▸ Work request:
Each line below should be written out again exactly.

▸ Input data:
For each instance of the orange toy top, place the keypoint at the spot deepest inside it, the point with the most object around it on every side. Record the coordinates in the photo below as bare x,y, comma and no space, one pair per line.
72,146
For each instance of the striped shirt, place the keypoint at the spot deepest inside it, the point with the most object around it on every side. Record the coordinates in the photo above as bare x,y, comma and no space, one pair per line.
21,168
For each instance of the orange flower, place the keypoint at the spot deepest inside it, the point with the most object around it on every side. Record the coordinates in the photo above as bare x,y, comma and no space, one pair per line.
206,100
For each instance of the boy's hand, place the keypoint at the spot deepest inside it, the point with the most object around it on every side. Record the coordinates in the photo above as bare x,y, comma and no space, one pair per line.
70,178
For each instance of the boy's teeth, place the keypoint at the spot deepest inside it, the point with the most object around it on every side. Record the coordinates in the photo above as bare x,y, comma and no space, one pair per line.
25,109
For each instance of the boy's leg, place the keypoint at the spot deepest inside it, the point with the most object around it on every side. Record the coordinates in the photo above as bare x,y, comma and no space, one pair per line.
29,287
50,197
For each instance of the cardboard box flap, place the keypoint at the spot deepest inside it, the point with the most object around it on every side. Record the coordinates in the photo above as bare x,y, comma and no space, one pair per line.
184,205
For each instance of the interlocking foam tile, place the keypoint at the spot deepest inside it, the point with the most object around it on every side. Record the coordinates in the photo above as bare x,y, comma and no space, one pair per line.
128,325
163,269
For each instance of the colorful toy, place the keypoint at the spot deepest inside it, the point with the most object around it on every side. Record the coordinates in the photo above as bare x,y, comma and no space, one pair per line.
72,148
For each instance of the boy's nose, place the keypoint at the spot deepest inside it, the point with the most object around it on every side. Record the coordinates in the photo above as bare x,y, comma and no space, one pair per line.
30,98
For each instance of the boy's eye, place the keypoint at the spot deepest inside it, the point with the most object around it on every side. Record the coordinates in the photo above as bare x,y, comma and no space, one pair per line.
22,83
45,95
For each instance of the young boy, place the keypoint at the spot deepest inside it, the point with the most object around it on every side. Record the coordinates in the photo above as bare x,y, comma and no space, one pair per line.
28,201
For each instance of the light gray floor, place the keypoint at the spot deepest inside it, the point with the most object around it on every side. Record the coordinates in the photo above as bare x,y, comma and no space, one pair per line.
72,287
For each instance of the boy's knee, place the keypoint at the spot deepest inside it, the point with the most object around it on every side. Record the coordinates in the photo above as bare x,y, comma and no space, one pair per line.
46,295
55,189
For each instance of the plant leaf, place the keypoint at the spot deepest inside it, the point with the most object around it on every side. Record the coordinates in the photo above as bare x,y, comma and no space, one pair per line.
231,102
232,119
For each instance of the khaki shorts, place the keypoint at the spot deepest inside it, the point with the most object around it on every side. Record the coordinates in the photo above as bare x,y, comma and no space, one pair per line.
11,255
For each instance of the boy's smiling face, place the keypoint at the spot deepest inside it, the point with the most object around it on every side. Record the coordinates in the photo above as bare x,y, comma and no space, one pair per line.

▸ Task solution:
For each instance of the orange toy top, place the keypoint at the spot deepest inside it, the point with the most object around it on every side. Record the coordinates in the photo below as bare x,y, comma and no space, one pair per line.
72,146
For each instance of the striped shirt, place the keypoint at the spot deepest inside it, the point with the most object around it on every side. Record the coordinates in the photo above as bare x,y, comma and no space, one pair per line.
21,168
For each instance of the orange flower, place the keypoint at the spot deepest inside it, the point with the most object around it on every side. Record the coordinates in the photo above as bare x,y, comma and no space, one pair per line.
206,100
For each instance of the boy's hand, place the keypoint at the spot deepest inside it, the point with the most object around it on every side. Record the coordinates in the photo above as bare x,y, comma and no space, one pair per line.
70,178
For each instance of the boy's teeth, place the keypoint at the spot deepest inside it, the point with the most object around it on every side. Record the coordinates in the photo above as bare x,y, comma and no space, one pair per line.
25,109
For each instance of the boy's leg, place the keypoint at the spot deepest inside it, the point with the most object around it on every side. Record the coordinates in the photo above as bare x,y, comma and no space, one pair per line.
29,287
50,197
For each instance of the cardboard box flap, place the keypoint at the spot deepest inside it, the point with the most object around it on every side. Record the coordinates in the photo above as bare x,y, comma and no space, one pair per line.
184,205
For each instance of the interlocking foam tile, place the keypoint at the spot deepest inside it, the point with the most object around it on every side. Record the coordinates in the photo above as bare x,y, comma and no space, one pair per line.
128,325
163,269
For each instance of the colorful toy, place the keypoint at the spot deepest inside it, the point with the most object around it on every side. Record the coordinates in the photo above as bare x,y, comma and no space, one pair per line.
72,148
For each instance of the boy's nose, place the keypoint at the spot deepest inside it, the point with the most object around it on every side. Record the coordinates in the photo above as bare x,y, comma and no space, one pair per line.
30,98
For each instance of the boy's eye, place the keypoint at the spot deepest inside it, the point with the most object around it on every side. Record the coordinates in the photo above as bare x,y, comma and no space, one pair per line.
22,83
45,95
For each instance of the young boy, place the keypoint at the spot deepest inside it, the point with the most object around it on every side. Record the coordinates in the photo above as bare x,y, comma and no space, one pair per line.
28,201
For each instance of the light gray floor, place the keypoint at the spot deepest inside it, the point with the most object around it on every side. Record the coordinates in the photo above as bare x,y, comma and no space, one pair per line.
72,287
For each instance of the boy's knee, place the keypoint at the spot deepest inside it, the point with the most object around it on every side. Record the coordinates in the photo above as bare x,y, comma and no space, one pair per line.
46,295
55,189
For each instance of the plant leaf, place the keypoint at the spot deepest inside it, the point with the most object around it on every side. Record the coordinates in the photo above as bare x,y, comma and no space, one pair per line.
231,102
232,119
For each instance of the khaki shorts, place the keypoint at the spot deepest inside it, the point with the most object around it on every side. Record the coordinates in the photo above as bare x,y, comma and no space, one pair per line.
11,255
For each instance of the boy's smiling face, place the keypoint at the spot deepest inside it, the point with the most object around it on every side. Record the coordinates in the photo above as bare x,y, comma and no space, one pair per line.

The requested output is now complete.